Task statement: Update the rows below by changing "I need to get" to "I want" everywhere it appears, leaving every other character unchanged.

··· Data to use ···

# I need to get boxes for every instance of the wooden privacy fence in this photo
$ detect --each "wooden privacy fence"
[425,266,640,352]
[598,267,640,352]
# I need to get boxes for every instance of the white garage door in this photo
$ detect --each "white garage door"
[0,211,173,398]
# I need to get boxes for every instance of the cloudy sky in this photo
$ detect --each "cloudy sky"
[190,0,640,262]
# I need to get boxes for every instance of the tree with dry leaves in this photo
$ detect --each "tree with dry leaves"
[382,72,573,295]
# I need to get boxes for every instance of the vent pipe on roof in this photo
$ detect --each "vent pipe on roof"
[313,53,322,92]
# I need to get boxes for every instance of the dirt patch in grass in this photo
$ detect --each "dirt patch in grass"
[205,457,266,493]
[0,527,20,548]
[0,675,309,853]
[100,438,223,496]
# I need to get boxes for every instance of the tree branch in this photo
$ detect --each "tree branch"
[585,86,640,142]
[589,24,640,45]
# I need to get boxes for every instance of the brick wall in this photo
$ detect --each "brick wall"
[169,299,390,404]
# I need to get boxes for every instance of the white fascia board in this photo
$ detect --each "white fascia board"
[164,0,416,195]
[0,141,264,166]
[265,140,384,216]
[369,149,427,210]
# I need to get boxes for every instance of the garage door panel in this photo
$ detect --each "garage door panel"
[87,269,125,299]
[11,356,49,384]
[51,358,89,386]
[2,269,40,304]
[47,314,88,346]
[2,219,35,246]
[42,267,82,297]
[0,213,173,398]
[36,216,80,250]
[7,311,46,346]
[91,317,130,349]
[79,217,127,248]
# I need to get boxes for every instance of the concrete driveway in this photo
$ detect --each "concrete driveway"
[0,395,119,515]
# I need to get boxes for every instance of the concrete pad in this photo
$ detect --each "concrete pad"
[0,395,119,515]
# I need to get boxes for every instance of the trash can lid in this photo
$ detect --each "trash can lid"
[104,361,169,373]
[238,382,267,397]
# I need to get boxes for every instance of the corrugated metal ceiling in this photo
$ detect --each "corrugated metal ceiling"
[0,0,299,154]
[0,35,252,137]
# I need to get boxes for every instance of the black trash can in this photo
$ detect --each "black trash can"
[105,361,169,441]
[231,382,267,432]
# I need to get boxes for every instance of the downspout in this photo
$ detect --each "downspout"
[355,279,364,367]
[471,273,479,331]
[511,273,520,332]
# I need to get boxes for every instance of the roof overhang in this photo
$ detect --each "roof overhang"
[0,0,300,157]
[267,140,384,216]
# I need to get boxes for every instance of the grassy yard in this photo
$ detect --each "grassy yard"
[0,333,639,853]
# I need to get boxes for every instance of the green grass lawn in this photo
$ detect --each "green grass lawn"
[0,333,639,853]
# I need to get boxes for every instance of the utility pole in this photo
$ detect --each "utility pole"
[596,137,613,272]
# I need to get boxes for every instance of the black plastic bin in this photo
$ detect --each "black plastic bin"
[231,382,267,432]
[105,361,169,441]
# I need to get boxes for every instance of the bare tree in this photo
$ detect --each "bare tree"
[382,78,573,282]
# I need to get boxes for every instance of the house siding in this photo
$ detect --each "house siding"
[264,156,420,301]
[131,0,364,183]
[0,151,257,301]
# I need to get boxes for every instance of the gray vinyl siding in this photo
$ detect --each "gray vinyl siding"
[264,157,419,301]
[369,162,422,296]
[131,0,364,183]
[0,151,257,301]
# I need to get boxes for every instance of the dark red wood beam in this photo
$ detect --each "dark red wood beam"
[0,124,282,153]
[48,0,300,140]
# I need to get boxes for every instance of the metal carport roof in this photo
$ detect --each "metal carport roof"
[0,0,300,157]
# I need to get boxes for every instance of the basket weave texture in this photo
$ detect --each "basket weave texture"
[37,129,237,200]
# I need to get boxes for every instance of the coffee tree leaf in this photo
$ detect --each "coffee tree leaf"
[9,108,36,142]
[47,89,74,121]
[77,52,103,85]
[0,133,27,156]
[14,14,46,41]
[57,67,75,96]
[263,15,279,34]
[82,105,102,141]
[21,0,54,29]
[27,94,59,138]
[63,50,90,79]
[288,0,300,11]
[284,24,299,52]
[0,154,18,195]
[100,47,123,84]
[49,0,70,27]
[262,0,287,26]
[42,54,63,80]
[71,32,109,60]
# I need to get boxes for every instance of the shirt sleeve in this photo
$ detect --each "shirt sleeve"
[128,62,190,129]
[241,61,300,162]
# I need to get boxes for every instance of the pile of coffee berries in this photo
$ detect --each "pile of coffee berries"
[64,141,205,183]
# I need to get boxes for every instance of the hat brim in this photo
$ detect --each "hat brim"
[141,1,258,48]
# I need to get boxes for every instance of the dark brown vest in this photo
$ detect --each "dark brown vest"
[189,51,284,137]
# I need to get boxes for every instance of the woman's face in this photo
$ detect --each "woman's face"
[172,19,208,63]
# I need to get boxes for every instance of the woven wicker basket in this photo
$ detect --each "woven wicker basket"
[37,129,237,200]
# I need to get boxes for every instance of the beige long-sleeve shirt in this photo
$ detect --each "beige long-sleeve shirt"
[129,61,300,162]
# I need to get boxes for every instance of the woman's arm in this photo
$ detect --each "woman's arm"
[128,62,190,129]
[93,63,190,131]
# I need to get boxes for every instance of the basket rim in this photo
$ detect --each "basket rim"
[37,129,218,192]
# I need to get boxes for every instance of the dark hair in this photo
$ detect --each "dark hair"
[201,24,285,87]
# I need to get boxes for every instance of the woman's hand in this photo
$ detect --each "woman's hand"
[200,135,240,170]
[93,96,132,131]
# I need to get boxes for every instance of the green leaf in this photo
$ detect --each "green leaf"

···

Reply:
# I want boxes for every instance of the wooden privacy fence in this photo
$ detect --each "wooden privacy fence"
[425,266,640,352]
[598,267,640,352]
# I want boxes for every instance of the white garage door in this photo
$ detect --each "white garage door"
[0,211,173,398]
# I want boxes for every instance of the cloudy sky in this photo
$ detect --each "cloudy sky"
[190,0,640,262]
# I want boxes for every instance of the tree with dry leaves in this photo
$ detect --each "tree with dry leaves"
[382,72,573,295]
# I want boxes for every instance of the vent pipe on roof in this photo
$ detect --each "vent pipe on roof"
[313,53,322,92]
# I want boxes for every instance of the dirt patch in grass in this photo
$ detect --each "dirt patch in grass"
[205,457,266,493]
[0,527,20,548]
[0,675,309,853]
[100,438,223,496]
# I want boxes for every instance of the tree branch in this photo
$ detect --each "tree branch"
[585,86,640,142]
[589,24,640,45]
# I want boxes for every instance of the brick wall in this photo
$ detect --each "brick wall"
[169,299,390,404]
# I want boxes for every instance of the white fascia board in this photo
$ detect --each "white fascia board"
[164,0,416,195]
[0,141,264,166]
[265,140,384,216]
[369,149,427,210]
# I want boxes for every instance of the garage door panel in this photo
$ detect --each "garage door panel"
[87,269,125,299]
[11,356,49,384]
[51,358,89,386]
[2,269,40,304]
[47,314,88,346]
[2,219,35,246]
[42,267,82,297]
[0,213,173,398]
[36,216,80,250]
[7,311,46,346]
[91,317,130,349]
[79,217,127,248]
# I want boxes for every instance of the concrete driveway in this photo
$ detect --each "concrete driveway"
[0,395,119,515]
# I want boxes for every instance of the concrete pad in this photo
$ detect --each "concrete pad"
[0,395,119,515]
# I want boxes for every instance of the trash can lid in this photo
$ detect --each "trash can lid"
[104,361,169,373]
[238,382,267,397]
# I want boxes for every instance of the corrugated metal ceiling in this photo
$ detect --each "corrugated metal ceiling"
[0,0,299,154]
[0,35,252,137]
# I want boxes for every instance of the black trash can in this photo
$ detect --each "black trash can"
[105,361,169,441]
[231,382,267,432]
# I want boxes for every instance of the downspout in this photo
$ detect --each "downspout"
[355,279,364,367]
[471,273,479,331]
[511,273,520,332]
# I want boxes for every instance of the roof overhang in this photo
$ detect --each "roof overhang"
[0,0,300,157]
[267,140,384,216]
# I want boxes for every instance of the grassy yard in this photo
$ detect --each "grassy yard"
[0,333,639,853]
# I want boxes for every instance of the green grass lawn in this photo
$ detect --each "green grass lawn"
[0,333,639,853]
# I want boxes for every instance of the utility pole in this photo
$ detect --each "utility pole"
[596,137,613,272]
# I want boxes for every instance of the black plastic bin in this photo
$ detect --each "black plastic bin"
[231,382,267,432]
[105,361,169,441]
# I want boxes for every instance of the bare tree in this photo
$ detect --each "bare tree"
[382,78,573,282]
# I want boxes for every instance of the house siding in this photo
$ detect --each "house siding"
[264,156,420,301]
[131,0,364,183]
[0,151,257,301]
# I want boxes for every instance of the gray vinyl siding in this photo
$ detect --each "gray vinyl siding"
[264,157,419,301]
[369,162,422,296]
[131,0,364,183]
[0,151,257,301]
# I want boxes for every instance of the dark red wood beam in this photo
$ detect --each "dark red wood beam"
[0,124,282,153]
[48,0,300,140]
# I want boxes for every instance of the metal carport roof in this photo
$ detect --each "metal carport roof"
[0,0,300,157]
# I want boxes for every instance of the basket weave texture in this photo
$ detect --each "basket weave texture"
[37,129,237,200]
# I want boxes for every instance of the coffee tree leaf in this photo
$ detect --each "coffee tree leaf"
[9,108,36,142]
[47,89,74,121]
[77,52,103,85]
[0,133,27,156]
[14,14,46,41]
[57,67,75,96]
[263,15,279,34]
[82,105,102,141]
[21,0,54,29]
[27,94,59,138]
[63,50,90,79]
[288,0,300,11]
[284,24,299,52]
[0,154,18,195]
[100,47,123,84]
[49,0,70,27]
[262,0,287,26]
[42,54,63,80]
[71,32,109,60]
# I want boxes for every instance of the shirt sleeve in this photo
$ detect --each "shirt sleeve"
[128,62,190,129]
[241,61,300,162]
# I want boxes for every instance of the pile of coffee berries in this photo
$ detect --each "pile of coffee berries"
[64,141,205,183]
# I want boxes for every instance of the hat brim in this photo
$ detect --each "hat brim"
[141,1,258,48]
# I want boxes for every instance of the dark brown vest in this photo
$ detect --each "dark brown vest"
[189,51,284,137]
# I want boxes for every instance of the woman's face in this photo
$ detect --each "woman's face"
[172,19,208,63]
# I want boxes for every instance of the woven wicker basket in this photo
$ detect --each "woven wicker basket"
[37,129,237,200]
# I want boxes for every instance of the beige long-sleeve shirt in this photo
$ detect --each "beige long-sleeve shirt"
[129,61,300,162]
# I want boxes for every instance of the woman's arm in this photo
$ detect --each "woman's arm"
[128,62,190,129]
[93,63,190,131]
# I want boxes for every instance of the basket rim in this photo
$ detect --each "basket rim"
[37,129,218,192]
# I want boxes for every instance of the dark hair in this photo
$ detect --each "dark hair"
[201,24,285,87]
# I want boxes for every instance of the woman's hand in this photo
$ detect --each "woman's hand"
[200,135,240,170]
[93,96,132,131]
# I want boxes for every instance of the green leaf in this photo
$ detect --each "green leaf"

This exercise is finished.